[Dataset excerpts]
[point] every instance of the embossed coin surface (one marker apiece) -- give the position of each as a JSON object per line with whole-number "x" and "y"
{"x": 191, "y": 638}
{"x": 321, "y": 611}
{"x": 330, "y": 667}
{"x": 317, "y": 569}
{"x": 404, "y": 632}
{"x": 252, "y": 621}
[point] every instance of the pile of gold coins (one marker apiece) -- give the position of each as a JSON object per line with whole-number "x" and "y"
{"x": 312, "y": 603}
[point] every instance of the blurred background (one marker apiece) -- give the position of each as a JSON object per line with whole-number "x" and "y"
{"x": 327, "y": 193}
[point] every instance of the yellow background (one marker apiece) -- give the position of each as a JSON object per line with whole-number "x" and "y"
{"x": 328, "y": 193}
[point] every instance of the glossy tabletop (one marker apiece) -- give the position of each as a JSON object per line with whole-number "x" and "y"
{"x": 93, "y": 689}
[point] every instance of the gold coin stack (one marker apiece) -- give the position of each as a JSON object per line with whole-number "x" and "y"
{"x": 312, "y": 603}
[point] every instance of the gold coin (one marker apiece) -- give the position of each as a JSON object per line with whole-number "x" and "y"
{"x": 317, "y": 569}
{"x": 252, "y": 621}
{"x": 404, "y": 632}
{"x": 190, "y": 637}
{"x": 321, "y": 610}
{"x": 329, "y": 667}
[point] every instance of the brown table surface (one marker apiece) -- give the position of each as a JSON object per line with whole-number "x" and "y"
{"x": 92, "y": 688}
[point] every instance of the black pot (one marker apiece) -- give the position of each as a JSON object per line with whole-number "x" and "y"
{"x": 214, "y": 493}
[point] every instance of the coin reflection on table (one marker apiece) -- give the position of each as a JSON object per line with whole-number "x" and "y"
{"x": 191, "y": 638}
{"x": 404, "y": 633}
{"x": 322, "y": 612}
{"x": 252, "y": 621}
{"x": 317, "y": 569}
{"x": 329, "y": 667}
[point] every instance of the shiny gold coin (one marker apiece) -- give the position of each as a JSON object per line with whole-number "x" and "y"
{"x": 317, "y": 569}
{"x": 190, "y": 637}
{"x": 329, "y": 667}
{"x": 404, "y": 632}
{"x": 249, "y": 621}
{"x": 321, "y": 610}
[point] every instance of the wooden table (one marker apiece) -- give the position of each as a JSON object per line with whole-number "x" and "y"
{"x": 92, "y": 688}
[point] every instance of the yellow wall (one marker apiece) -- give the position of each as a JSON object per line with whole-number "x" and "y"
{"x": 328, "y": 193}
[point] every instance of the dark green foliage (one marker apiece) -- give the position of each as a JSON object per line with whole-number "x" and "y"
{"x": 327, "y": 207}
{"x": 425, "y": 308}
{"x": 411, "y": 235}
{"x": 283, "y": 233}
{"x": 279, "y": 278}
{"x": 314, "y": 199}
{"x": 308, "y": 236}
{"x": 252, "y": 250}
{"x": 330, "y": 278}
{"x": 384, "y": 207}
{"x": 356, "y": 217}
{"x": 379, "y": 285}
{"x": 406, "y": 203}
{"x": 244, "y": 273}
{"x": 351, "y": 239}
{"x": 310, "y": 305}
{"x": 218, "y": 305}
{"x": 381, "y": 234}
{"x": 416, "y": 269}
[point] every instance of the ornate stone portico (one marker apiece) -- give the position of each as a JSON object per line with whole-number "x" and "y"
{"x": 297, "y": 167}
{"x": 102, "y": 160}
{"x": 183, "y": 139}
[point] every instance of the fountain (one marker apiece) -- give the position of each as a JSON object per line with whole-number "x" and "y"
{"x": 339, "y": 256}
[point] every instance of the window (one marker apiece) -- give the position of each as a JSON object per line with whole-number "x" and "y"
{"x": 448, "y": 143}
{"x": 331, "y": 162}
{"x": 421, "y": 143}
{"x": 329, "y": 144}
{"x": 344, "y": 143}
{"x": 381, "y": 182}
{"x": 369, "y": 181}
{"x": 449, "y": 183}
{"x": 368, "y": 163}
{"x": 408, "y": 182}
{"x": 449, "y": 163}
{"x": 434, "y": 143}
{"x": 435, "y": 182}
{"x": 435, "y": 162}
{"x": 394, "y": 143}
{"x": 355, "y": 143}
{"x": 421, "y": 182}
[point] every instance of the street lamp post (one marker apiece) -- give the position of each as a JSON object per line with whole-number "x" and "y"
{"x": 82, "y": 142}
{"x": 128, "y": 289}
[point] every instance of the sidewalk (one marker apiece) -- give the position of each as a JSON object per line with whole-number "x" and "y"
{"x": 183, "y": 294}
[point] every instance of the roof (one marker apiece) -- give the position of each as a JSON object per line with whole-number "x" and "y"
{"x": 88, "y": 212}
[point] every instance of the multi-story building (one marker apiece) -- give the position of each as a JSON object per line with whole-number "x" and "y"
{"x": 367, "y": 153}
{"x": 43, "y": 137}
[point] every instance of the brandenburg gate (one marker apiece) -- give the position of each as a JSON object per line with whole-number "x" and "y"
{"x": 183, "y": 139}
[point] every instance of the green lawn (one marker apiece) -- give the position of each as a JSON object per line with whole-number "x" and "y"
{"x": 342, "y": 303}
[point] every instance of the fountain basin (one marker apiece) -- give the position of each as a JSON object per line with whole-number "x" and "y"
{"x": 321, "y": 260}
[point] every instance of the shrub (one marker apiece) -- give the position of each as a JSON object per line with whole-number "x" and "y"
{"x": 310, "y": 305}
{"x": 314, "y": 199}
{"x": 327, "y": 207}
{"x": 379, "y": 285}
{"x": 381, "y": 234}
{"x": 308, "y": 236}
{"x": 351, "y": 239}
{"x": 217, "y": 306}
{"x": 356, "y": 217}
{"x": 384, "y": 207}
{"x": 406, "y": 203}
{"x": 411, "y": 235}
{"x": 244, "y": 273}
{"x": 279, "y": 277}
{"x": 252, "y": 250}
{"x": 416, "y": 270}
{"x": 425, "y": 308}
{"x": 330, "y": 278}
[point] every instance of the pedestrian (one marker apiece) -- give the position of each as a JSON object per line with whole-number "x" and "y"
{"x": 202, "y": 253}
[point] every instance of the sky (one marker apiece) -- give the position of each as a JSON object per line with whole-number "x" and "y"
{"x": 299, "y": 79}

■ DIRECTIONS ■
Nothing added, nothing dropped: copy the data above.

■ ANSWER FOR THE TASK ■
[point] every instance of the embossed coin surface (one marker apiece) -- give the position of each as a JSON object per line with whole-number "x" and "y"
{"x": 191, "y": 638}
{"x": 321, "y": 611}
{"x": 330, "y": 667}
{"x": 317, "y": 569}
{"x": 404, "y": 632}
{"x": 252, "y": 621}
[point] every instance of the pile of gold coins (one marker apiece) -- give the position of each as a JSON object per line with whole-number "x" and "y"
{"x": 312, "y": 603}
[point] every instance of the blurred background (one marker apiece) -- give the position of each as a JSON object per line with whole-number "x" and "y"
{"x": 327, "y": 193}
[point] every instance of the yellow background (one marker apiece) -- give the position of each as a JSON object per line with whole-number "x" and "y"
{"x": 328, "y": 193}
[point] every instance of the glossy tabletop (one marker apiece) -- give the position of each as a JSON object per line with whole-number "x" and "y"
{"x": 93, "y": 689}
[point] every instance of the gold coin stack (one marker apiece) -- give the position of each as a JSON object per line with whole-number "x" and "y"
{"x": 312, "y": 603}
[point] every instance of the gold coin (one marker apiece) -- give the position of each as a JSON object per line with whole-number "x" and "y"
{"x": 317, "y": 569}
{"x": 252, "y": 621}
{"x": 404, "y": 632}
{"x": 190, "y": 637}
{"x": 321, "y": 610}
{"x": 329, "y": 667}
[point] every instance of the brown table surface (one marker apiece) -- give the position of each as a JSON object per line with whole-number "x" and "y"
{"x": 92, "y": 688}
[point] every instance of the black pot (one marker apiece) -- give the position of each as a JSON object per line with whole-number "x" and "y"
{"x": 214, "y": 493}
[point] every instance of the coin reflection on table (one marker apiece) -- give the position of each as a JSON object per line with whole-number "x" and "y"
{"x": 191, "y": 638}
{"x": 404, "y": 633}
{"x": 322, "y": 612}
{"x": 252, "y": 621}
{"x": 317, "y": 569}
{"x": 329, "y": 667}
[point] every instance of the shiny gold coin (one marker apiece) -- give the position of each as a JSON object per line with whole-number "x" and "y"
{"x": 317, "y": 569}
{"x": 190, "y": 637}
{"x": 329, "y": 667}
{"x": 404, "y": 632}
{"x": 249, "y": 621}
{"x": 321, "y": 610}
[point] every instance of the wooden table (one marker apiece) -- give the position of each as a JSON object per line with whole-number "x" and "y"
{"x": 92, "y": 688}
[point] every instance of the yellow wall (one marker apiece) -- give the position of each as a JSON object per line with whole-number "x" and "y"
{"x": 328, "y": 193}
[point] every instance of the dark green foliage (one marker apiece) -- give the position of each as a JSON object per line with whole-number "x" and "y"
{"x": 327, "y": 207}
{"x": 425, "y": 308}
{"x": 411, "y": 235}
{"x": 283, "y": 233}
{"x": 279, "y": 278}
{"x": 314, "y": 199}
{"x": 308, "y": 236}
{"x": 252, "y": 250}
{"x": 330, "y": 278}
{"x": 384, "y": 207}
{"x": 356, "y": 217}
{"x": 379, "y": 285}
{"x": 406, "y": 203}
{"x": 244, "y": 273}
{"x": 351, "y": 239}
{"x": 310, "y": 305}
{"x": 218, "y": 305}
{"x": 381, "y": 234}
{"x": 416, "y": 269}
[point] every instance of the ornate stone portico (one marker apiece) -- give the position of each as a JSON object per line with whole-number "x" and "y"
{"x": 297, "y": 167}
{"x": 102, "y": 160}
{"x": 183, "y": 139}
[point] every instance of the fountain (one marker apiece) -- give the position of each as a JSON object per line with whole-number "x" and "y"
{"x": 339, "y": 256}
[point] every instance of the window (one marker apiece) -- give the position of each as a JSON object per line with whole-number "x" and "y"
{"x": 448, "y": 143}
{"x": 331, "y": 162}
{"x": 421, "y": 143}
{"x": 329, "y": 144}
{"x": 344, "y": 143}
{"x": 381, "y": 182}
{"x": 369, "y": 181}
{"x": 449, "y": 183}
{"x": 368, "y": 163}
{"x": 408, "y": 182}
{"x": 449, "y": 163}
{"x": 434, "y": 143}
{"x": 435, "y": 182}
{"x": 435, "y": 162}
{"x": 394, "y": 143}
{"x": 355, "y": 143}
{"x": 421, "y": 182}
[point] every instance of the street lamp post (one marker apiece) -- give the position of each as a JSON object per line with whole-number "x" and "y"
{"x": 82, "y": 142}
{"x": 128, "y": 289}
[point] every instance of the sidewalk (one marker apiece) -- give the position of each as a JSON object per line with whole-number "x" and "y"
{"x": 183, "y": 294}
[point] every instance of the roof (one marker apiece) -- give the position of each as a JSON object per line with whole-number "x" and "y"
{"x": 88, "y": 212}
[point] every instance of the multi-story building (one marker apiece) -- give the position of each as a JSON object per line with whole-number "x" and "y"
{"x": 367, "y": 153}
{"x": 43, "y": 137}
[point] every instance of the brandenburg gate (one marker apiece) -- give the position of each as a JSON object per line with whole-number "x" and "y"
{"x": 183, "y": 139}
[point] every instance of the green lawn (one marker apiece) -- give the position of each as a JSON object per line with whole-number "x" and "y"
{"x": 342, "y": 303}
[point] every instance of the fountain basin (one marker apiece) -- give the position of each as a JSON object per line with whole-number "x" and "y"
{"x": 321, "y": 260}
[point] every instance of the shrub (one marker apiece) -- give the position of each as a JSON object per line with whole-number "x" and "y"
{"x": 310, "y": 305}
{"x": 314, "y": 199}
{"x": 327, "y": 207}
{"x": 379, "y": 285}
{"x": 381, "y": 234}
{"x": 308, "y": 236}
{"x": 351, "y": 239}
{"x": 217, "y": 306}
{"x": 356, "y": 217}
{"x": 384, "y": 207}
{"x": 406, "y": 203}
{"x": 411, "y": 235}
{"x": 244, "y": 273}
{"x": 279, "y": 277}
{"x": 252, "y": 250}
{"x": 416, "y": 270}
{"x": 425, "y": 308}
{"x": 330, "y": 278}
[point] every instance of the pedestrian (one marker apiece) -- give the position of each as a JSON object per line with whole-number "x" and "y"
{"x": 202, "y": 253}
[point] every instance of the sky (one marker apiece) -- give the position of each as a JSON object per line with whole-number "x" and "y"
{"x": 299, "y": 79}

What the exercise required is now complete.